Problem details:
Locate each line in the entries below that contains the string "polo", and copy those lines.

Provided material:
>>>>

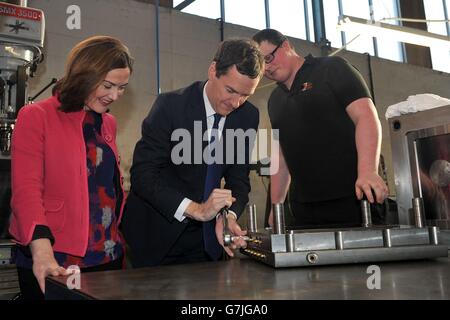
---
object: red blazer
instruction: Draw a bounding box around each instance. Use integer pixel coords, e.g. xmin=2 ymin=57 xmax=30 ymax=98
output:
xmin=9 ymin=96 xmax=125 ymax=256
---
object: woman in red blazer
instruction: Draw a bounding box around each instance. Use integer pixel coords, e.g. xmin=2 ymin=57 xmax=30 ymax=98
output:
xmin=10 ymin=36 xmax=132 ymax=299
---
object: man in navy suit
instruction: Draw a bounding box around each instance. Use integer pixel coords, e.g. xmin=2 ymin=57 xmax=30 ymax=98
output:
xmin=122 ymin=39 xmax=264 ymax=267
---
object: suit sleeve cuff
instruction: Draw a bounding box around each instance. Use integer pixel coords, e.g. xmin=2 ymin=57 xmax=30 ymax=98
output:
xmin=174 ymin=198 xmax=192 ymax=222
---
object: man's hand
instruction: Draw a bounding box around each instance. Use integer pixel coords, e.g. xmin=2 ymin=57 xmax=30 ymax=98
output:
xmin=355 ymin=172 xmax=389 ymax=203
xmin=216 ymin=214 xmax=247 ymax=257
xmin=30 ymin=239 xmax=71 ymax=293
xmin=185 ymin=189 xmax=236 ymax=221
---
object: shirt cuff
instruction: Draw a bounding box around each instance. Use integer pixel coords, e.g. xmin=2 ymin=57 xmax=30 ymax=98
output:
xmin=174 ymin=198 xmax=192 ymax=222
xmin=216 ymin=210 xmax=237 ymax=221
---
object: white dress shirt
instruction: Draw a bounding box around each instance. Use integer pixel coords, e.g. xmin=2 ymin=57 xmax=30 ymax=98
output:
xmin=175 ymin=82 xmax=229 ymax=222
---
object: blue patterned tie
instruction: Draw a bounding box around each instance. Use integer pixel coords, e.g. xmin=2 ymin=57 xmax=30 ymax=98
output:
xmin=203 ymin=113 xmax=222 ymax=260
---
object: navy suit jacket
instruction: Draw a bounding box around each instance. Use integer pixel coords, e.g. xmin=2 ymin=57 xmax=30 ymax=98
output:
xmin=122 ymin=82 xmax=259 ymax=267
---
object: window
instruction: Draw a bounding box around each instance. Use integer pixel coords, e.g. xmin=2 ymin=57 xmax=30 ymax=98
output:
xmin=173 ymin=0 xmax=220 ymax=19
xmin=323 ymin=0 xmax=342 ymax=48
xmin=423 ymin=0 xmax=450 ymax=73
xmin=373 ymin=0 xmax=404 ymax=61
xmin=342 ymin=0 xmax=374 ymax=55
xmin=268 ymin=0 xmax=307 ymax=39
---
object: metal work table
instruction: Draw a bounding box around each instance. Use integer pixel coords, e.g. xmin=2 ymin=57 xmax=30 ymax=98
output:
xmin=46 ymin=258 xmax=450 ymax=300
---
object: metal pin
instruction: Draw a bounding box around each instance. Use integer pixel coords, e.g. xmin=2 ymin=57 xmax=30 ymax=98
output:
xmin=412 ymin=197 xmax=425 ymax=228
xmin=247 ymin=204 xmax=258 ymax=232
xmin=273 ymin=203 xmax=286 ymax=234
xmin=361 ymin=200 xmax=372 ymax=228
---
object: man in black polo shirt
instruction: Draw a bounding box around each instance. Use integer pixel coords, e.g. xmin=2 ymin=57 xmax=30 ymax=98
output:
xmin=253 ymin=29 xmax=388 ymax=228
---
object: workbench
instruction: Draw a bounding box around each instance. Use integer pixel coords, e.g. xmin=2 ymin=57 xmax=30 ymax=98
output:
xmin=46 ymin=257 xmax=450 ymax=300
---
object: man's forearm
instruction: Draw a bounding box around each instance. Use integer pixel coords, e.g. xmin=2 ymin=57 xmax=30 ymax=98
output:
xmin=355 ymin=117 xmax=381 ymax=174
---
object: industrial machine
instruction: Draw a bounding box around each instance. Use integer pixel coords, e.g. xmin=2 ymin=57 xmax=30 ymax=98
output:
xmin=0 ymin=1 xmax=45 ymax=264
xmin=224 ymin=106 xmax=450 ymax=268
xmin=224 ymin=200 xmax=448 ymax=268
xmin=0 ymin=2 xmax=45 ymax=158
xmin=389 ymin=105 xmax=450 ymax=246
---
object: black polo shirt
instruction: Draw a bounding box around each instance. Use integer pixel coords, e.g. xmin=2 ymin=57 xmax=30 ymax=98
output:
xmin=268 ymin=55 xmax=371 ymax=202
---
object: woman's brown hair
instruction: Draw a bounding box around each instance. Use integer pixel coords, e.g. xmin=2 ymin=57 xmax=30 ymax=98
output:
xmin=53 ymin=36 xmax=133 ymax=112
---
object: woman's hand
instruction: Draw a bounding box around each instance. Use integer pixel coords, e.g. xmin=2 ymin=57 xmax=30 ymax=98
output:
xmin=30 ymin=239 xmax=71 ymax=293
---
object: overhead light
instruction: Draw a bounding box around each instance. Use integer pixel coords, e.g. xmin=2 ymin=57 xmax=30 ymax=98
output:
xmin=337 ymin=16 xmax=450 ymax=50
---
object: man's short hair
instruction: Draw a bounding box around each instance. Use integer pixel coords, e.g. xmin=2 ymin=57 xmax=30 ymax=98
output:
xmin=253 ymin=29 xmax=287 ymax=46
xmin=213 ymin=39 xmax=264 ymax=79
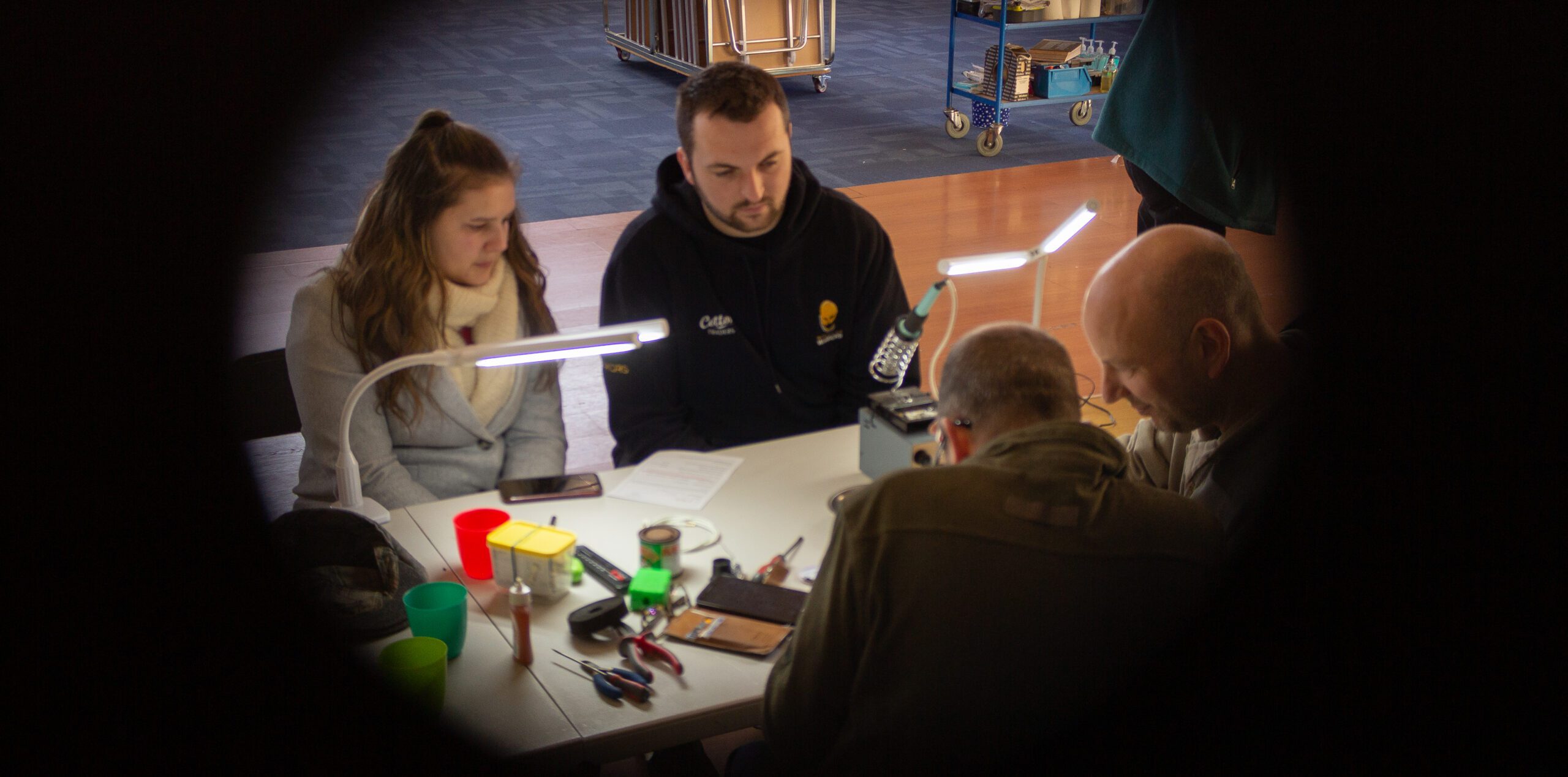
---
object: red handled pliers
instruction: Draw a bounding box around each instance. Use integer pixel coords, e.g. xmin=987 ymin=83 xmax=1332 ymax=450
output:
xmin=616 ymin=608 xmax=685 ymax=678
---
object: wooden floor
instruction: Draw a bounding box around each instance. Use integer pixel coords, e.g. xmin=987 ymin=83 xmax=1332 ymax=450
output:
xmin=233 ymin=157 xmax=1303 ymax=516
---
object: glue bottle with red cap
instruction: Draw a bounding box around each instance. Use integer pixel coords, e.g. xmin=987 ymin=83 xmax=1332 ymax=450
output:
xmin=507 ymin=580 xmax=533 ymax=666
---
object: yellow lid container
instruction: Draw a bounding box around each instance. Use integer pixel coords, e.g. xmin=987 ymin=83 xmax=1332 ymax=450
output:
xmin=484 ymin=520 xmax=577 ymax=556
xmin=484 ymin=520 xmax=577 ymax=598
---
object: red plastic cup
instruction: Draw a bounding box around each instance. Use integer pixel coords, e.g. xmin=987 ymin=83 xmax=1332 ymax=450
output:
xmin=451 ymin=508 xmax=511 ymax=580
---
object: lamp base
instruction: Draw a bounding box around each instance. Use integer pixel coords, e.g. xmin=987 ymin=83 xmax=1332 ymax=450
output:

<<<<
>>>>

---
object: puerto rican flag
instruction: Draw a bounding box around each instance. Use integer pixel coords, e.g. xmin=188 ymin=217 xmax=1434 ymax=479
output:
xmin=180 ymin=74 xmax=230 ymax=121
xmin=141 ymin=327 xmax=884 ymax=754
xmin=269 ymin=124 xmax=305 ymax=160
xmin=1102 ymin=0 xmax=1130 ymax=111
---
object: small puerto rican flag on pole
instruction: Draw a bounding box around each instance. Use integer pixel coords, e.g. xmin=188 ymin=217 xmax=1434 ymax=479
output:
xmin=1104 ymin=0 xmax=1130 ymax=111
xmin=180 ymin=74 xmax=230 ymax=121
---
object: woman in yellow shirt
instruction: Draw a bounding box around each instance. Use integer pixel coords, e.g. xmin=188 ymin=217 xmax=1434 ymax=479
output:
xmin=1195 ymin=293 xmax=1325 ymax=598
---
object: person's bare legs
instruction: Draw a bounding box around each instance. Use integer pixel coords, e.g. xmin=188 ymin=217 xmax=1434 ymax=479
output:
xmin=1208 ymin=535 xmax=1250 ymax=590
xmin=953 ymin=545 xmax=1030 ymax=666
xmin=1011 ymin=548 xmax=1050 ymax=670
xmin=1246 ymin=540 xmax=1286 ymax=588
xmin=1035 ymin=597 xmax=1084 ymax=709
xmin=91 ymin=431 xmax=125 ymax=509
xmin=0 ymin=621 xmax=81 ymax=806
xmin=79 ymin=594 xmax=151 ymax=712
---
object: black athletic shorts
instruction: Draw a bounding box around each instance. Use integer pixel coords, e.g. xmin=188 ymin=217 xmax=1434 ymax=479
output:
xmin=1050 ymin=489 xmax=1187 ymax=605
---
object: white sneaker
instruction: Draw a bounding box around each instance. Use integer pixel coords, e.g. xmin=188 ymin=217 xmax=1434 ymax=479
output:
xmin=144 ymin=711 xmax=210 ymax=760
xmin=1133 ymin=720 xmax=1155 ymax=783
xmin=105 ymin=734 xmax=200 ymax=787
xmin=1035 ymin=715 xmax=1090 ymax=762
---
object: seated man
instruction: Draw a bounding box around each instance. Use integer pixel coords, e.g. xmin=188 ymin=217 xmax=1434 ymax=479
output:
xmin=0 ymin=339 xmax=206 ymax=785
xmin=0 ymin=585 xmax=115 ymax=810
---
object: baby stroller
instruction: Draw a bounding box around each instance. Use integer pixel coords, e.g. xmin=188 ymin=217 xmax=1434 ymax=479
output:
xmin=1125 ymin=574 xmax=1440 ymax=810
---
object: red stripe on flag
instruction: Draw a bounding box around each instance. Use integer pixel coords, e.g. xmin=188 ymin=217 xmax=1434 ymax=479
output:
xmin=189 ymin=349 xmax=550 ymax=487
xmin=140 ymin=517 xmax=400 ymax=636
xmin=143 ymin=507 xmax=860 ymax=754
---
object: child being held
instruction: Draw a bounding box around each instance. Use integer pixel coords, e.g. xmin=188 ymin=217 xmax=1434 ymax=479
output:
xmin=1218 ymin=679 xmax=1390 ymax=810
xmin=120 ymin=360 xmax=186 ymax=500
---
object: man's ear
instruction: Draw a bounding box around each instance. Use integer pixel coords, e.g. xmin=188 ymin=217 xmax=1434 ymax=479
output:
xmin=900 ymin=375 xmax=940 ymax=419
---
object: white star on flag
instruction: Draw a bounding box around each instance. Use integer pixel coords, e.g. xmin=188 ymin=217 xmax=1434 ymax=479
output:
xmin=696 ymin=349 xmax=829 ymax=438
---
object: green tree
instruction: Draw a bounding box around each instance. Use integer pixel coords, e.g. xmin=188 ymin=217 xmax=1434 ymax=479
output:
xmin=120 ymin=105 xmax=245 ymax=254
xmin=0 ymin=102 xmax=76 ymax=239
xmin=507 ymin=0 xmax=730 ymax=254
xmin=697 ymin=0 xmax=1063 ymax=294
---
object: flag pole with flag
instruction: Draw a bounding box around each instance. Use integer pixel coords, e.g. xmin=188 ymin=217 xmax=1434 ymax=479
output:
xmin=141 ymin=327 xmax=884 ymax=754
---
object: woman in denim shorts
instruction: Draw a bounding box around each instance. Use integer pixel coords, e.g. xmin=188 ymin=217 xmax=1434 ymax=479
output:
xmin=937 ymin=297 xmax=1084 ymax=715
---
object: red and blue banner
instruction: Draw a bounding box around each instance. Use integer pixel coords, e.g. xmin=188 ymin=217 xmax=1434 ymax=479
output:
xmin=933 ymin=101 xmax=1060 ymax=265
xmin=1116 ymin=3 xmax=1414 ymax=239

<<<<
>>>>

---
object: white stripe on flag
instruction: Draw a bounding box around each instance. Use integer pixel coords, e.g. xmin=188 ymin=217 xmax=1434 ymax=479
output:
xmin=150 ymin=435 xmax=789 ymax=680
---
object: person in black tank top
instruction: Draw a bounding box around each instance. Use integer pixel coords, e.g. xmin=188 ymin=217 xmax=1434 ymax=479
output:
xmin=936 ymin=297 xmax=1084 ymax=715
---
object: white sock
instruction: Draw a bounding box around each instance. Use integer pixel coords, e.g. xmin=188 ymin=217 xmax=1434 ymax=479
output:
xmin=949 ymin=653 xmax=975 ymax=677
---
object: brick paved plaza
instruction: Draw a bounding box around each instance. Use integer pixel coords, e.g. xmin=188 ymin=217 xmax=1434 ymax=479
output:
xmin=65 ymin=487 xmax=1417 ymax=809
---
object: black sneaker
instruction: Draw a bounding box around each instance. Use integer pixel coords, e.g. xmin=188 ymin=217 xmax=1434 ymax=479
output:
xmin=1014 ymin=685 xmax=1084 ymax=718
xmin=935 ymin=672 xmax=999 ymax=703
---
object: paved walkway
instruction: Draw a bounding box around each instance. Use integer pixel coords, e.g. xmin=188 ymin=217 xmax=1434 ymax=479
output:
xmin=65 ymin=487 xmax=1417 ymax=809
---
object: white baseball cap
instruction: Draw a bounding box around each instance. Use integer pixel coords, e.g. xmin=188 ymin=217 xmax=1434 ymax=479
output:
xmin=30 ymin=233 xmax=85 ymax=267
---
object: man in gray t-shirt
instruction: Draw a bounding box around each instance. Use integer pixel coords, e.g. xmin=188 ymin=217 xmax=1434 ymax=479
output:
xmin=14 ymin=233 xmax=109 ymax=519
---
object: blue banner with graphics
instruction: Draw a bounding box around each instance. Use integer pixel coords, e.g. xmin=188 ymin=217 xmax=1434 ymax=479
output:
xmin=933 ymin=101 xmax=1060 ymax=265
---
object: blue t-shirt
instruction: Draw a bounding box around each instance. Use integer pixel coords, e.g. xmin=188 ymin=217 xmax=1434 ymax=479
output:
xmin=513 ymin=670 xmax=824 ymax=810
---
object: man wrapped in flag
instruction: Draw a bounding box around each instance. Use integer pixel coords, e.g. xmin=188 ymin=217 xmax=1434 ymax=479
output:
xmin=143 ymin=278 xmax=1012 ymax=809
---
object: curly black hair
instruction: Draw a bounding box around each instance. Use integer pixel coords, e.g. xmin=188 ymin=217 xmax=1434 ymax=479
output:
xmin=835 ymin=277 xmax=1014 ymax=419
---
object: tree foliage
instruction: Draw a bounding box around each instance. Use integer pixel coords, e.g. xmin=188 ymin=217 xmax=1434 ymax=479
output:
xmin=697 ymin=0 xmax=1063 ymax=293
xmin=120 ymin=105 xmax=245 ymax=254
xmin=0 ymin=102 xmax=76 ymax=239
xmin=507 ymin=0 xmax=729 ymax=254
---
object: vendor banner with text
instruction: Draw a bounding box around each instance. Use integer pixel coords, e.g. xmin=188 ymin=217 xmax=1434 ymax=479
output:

<<<<

Finished answer:
object: man in black polo shirt
object: black polo shirt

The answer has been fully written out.